#### Exercise requirements:
All material below is to be reproduced exactly.

Object point labels
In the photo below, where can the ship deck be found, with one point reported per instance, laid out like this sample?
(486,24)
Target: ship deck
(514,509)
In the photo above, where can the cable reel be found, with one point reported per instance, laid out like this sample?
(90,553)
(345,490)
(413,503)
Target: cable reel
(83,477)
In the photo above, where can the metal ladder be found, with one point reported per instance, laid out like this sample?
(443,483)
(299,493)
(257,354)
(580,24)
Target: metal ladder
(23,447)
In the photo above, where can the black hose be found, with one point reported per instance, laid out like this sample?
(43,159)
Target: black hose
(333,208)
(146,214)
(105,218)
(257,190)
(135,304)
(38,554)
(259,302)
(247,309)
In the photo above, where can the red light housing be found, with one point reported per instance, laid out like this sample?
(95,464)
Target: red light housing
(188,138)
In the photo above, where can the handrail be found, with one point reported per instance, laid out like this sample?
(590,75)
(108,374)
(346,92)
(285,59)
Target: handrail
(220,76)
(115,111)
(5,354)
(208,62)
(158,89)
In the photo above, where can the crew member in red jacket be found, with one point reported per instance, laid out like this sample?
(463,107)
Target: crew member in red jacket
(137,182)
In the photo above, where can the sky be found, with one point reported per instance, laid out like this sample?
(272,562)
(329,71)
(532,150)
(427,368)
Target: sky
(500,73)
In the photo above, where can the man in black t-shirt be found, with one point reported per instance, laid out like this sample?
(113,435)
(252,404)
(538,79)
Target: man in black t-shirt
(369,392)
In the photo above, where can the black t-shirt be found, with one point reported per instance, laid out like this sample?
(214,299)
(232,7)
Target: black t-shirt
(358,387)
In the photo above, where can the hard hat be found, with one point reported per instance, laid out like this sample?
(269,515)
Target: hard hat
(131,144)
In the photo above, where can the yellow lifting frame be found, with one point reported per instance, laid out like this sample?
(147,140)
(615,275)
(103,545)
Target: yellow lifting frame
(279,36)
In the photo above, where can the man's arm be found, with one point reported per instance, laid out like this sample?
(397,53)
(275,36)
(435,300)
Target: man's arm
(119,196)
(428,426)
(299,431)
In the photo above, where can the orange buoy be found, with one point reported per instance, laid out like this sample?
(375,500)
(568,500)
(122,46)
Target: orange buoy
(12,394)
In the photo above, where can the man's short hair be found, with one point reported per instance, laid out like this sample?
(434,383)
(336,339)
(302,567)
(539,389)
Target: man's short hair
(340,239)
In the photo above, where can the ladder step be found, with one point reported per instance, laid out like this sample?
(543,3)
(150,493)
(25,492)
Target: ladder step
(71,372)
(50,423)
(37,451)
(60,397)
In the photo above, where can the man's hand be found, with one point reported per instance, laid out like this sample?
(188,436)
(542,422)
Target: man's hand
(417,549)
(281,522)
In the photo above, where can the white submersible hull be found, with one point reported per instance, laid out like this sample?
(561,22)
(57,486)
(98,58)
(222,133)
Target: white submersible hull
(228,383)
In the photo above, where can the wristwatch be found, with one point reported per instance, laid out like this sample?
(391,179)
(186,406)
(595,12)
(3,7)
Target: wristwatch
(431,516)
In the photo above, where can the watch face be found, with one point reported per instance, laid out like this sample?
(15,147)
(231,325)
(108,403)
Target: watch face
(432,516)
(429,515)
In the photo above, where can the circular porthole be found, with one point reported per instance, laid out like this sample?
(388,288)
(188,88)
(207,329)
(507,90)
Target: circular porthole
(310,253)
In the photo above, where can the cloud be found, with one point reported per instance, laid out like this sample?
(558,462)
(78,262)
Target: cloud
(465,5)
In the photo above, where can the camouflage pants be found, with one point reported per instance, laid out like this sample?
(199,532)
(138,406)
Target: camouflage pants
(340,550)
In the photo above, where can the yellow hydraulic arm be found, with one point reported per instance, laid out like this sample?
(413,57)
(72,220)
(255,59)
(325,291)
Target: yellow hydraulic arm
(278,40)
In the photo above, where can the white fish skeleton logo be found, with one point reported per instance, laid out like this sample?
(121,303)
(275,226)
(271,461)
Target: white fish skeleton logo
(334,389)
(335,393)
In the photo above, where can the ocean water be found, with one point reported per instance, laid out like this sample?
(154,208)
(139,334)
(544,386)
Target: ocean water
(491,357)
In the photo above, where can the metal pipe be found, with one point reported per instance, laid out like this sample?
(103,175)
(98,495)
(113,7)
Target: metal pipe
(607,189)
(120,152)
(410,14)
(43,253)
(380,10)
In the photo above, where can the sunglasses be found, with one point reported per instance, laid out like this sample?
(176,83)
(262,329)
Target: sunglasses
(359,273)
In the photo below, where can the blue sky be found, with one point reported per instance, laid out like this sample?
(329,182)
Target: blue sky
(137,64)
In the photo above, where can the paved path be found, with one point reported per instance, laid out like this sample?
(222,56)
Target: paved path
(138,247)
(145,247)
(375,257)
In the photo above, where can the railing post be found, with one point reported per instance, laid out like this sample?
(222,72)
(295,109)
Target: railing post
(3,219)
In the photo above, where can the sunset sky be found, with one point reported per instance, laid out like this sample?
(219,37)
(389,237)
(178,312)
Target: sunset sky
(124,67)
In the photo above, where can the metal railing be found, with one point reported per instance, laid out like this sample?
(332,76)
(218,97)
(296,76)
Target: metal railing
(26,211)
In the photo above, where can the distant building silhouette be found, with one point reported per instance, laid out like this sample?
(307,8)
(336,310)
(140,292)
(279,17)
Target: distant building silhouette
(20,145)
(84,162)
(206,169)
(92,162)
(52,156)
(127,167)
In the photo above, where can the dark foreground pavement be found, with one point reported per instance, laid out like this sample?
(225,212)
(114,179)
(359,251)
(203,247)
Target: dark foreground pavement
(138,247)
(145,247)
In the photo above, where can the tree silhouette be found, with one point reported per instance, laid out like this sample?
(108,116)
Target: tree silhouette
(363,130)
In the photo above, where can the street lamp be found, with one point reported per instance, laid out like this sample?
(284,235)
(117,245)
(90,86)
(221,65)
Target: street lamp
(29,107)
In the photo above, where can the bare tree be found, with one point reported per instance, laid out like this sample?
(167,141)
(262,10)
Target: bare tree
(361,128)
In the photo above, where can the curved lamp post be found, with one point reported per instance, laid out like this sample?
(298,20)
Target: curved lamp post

#### Complete answer:
In the photo below, where can the ship deck be found, with one point reported per instance, laid out like this sample?
(486,24)
Target: ship deck
(514,509)
In the photo above, where can the cable reel be found, with one point reported per instance, laid out like this sample?
(90,553)
(345,490)
(413,503)
Target: cable reel
(83,477)
In the photo above, where can the metal ladder be found, with one point reported per instance, laid out like this sample?
(443,483)
(299,493)
(257,354)
(580,24)
Target: metal ladder
(23,447)
In the photo above, where can the black hose be found, with one point reported per instance, laid out like this sample?
(43,159)
Target: black hose
(333,208)
(146,214)
(105,218)
(257,190)
(135,304)
(38,554)
(259,302)
(247,309)
In the photo above, where can the red light housing be found, with one point reported per instance, laid out like this sample?
(95,464)
Target: red light housing
(188,138)
In the photo above, where can the handrail be found, with one point reported per instance, laid out like this sample?
(590,75)
(108,374)
(346,92)
(285,59)
Target: handrail
(220,76)
(115,111)
(5,354)
(208,62)
(158,89)
In the photo above, where can the crew member in red jacket be found, with one point reported per instance, laid out like this sample?
(463,107)
Target: crew member in red jacket
(137,182)
In the photo above, where can the sky be found, with one point reported per instance, laid out like this sample?
(272,562)
(329,71)
(532,150)
(427,368)
Target: sky
(500,73)
In the photo above, where can the man in black t-shirt be found, with one point reported per instance, laid out like this sample?
(113,435)
(252,404)
(538,79)
Target: man in black t-shirt
(369,392)
In the photo above, where can the black t-shirt be found, with one point reported per instance, laid out like this sample?
(214,299)
(232,7)
Target: black t-shirt
(358,387)
In the photo above, where can the hard hat be found, with one point reported per instance, laid out like this sample?
(269,515)
Target: hard hat
(131,144)
In the photo above, where can the yellow lifting frame be found, with one point reported per instance, laid out like this sample?
(147,140)
(615,275)
(103,545)
Target: yellow lifting frame
(279,36)
In the photo above, where can the man's arm be found, with one point reported per instance, laid out like this sample?
(397,53)
(275,36)
(435,300)
Target: man's arm
(119,196)
(428,426)
(299,431)
In the photo above, where can the orange buoy be found, with one point reported per instance, laid out like this sample?
(375,500)
(568,500)
(122,46)
Target: orange buoy
(12,394)
In the photo above, where can the man's short hair be found, with one point reported per instance, laid out like this sample?
(434,383)
(336,339)
(302,567)
(539,389)
Target: man's short hair
(340,239)
In the photo above, where can the ladder step be found, with one point reported per instance, laid out like this sample?
(543,3)
(150,493)
(25,492)
Target: ladder step
(71,372)
(50,423)
(37,451)
(60,397)
In the photo above, where can the man's hand be found, with one point reported per instance, laid out like this sample?
(188,436)
(542,422)
Target: man's hand
(417,549)
(281,522)
In the photo above, where can the white submersible hull be found, with one point reported per instance, laid out like this sample?
(561,22)
(57,486)
(98,58)
(222,133)
Target: white submersible hull
(228,383)
In the photo above, where can the wristwatch be found, with one point reported per instance, laid out like this sample?
(391,179)
(186,406)
(595,12)
(3,7)
Target: wristwatch
(431,516)
In the photo above, where can the watch face be found, with one point reported per instance, laid out like this sample?
(15,147)
(231,325)
(108,403)
Target: watch face
(432,516)
(429,515)
In the photo above, where can the circular porthole be found, with one point reported per instance, laid out like this sample?
(388,288)
(188,88)
(207,329)
(507,90)
Target: circular porthole
(310,253)
In the photo above, where can the cloud be found, with one point reported per instance, laid out like this sample?
(558,462)
(78,262)
Target: cloud
(465,5)
In the photo above, where can the camouflage pants be found, with one point reported per instance, laid out like this sample?
(199,532)
(138,406)
Target: camouflage pants
(340,550)
In the photo above, where can the yellow hydraulic arm be found, with one point reported per instance, laid out like this sample?
(413,57)
(72,220)
(255,59)
(325,291)
Target: yellow hydraulic arm
(278,40)
In the photo above, where can the white fish skeleton logo be found, with one point reported per instance, laid out like this sample?
(121,303)
(275,226)
(271,461)
Target: white fish skeleton logo
(334,389)
(335,393)
In the photo above, where can the ocean water be found, with one point reported per instance, laid out like this sample?
(154,208)
(139,334)
(544,386)
Target: ocean water
(491,357)
In the photo above, where can the metal pipe be found, with one point reported per instance, laid out like this sample?
(103,175)
(98,495)
(113,7)
Target: metal pipe
(607,189)
(120,152)
(410,14)
(43,253)
(380,10)
In the photo above, where can the sunglasses be found, with one point reported per instance, laid out like this sample?
(176,83)
(262,329)
Target: sunglasses
(359,273)
In the photo below, where can the blue sky be found, with one point reported per instance, laid out like this sample?
(329,182)
Target: blue sky
(137,64)
In the photo above, where can the paved path be found, with one point reported per instance, laid out like this sample?
(222,56)
Target: paved path
(138,247)
(145,247)
(375,257)
In the photo above, where can the railing post be found, with one point reported per instance, laid out like this sample?
(222,72)
(295,109)
Target: railing post
(3,219)
In the photo above, where can the sunset sky be found, with one point reported per instance, laid out like this sample?
(219,37)
(389,237)
(178,312)
Target: sunset sky
(124,67)
In the photo above, where can the metal railing be found, with one point reported per instance, laid out like this sample?
(332,76)
(218,97)
(296,76)
Target: metal railing
(26,211)
In the photo above, where can the distant building silhouette be found, with one point reported per instance, laid out like this sample?
(307,8)
(336,310)
(140,292)
(279,17)
Target: distant building silhouette
(20,145)
(84,162)
(206,169)
(92,162)
(52,156)
(127,167)
In the photo above, where can the dark foreground pavement be found, with one point reported per instance, laid out like this sample?
(225,212)
(114,179)
(359,251)
(203,247)
Target: dark foreground pavement
(138,247)
(145,247)
In the photo above, where can the tree silhouette be found, with one point reported per instance, laid out like this sample?
(108,116)
Target: tree silhouette
(363,130)
In the photo above, where can the street lamp be found, with one point reported per instance, laid out like this sample?
(284,235)
(117,245)
(90,86)
(221,65)
Target: street lamp
(29,107)
In the photo above, where can the bare tree be found, with one point reported per instance, laid out like this sample?
(167,141)
(262,10)
Target: bare tree
(361,128)
In the photo above, where can the curved lamp post be found, with one point reported per instance, laid out like this sample?
(298,20)
Target: curved lamp post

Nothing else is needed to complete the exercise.